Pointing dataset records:
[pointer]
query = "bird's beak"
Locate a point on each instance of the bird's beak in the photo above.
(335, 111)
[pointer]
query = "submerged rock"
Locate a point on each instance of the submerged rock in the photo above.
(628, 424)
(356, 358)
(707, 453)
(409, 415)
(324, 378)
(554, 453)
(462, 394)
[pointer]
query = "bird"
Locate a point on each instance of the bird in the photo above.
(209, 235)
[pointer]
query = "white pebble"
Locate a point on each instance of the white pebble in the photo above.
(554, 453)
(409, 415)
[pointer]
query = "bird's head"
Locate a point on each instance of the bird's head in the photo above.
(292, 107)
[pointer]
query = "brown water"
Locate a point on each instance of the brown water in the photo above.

DIRECTIONS: Copy out every one of the records above word for word, keeping each line as it appears.

RESULT OF THIS EXERCISE:
[pointer]
query = "bird's beak"
Locate a point on each instance of the bird's beak in the photo above.
(335, 111)
[pointer]
query = "submerged rock"
Locate a point on each instance of the submerged rock in the photo above.
(628, 424)
(356, 358)
(707, 453)
(409, 415)
(324, 378)
(554, 453)
(462, 394)
[pointer]
query = "bird"
Locate a point on each instance of the bird in the photo above.
(209, 235)
[pointer]
query = "white pebble"
Locate a point on each instance of the white pebble in the photo above.
(554, 453)
(409, 415)
[pointer]
query = "bird's head"
Locate a point on each instance of the bird's head in the photo above.
(292, 107)
[pointer]
query = "brown water"
Locate a point on each instance of the brown water in the photo above.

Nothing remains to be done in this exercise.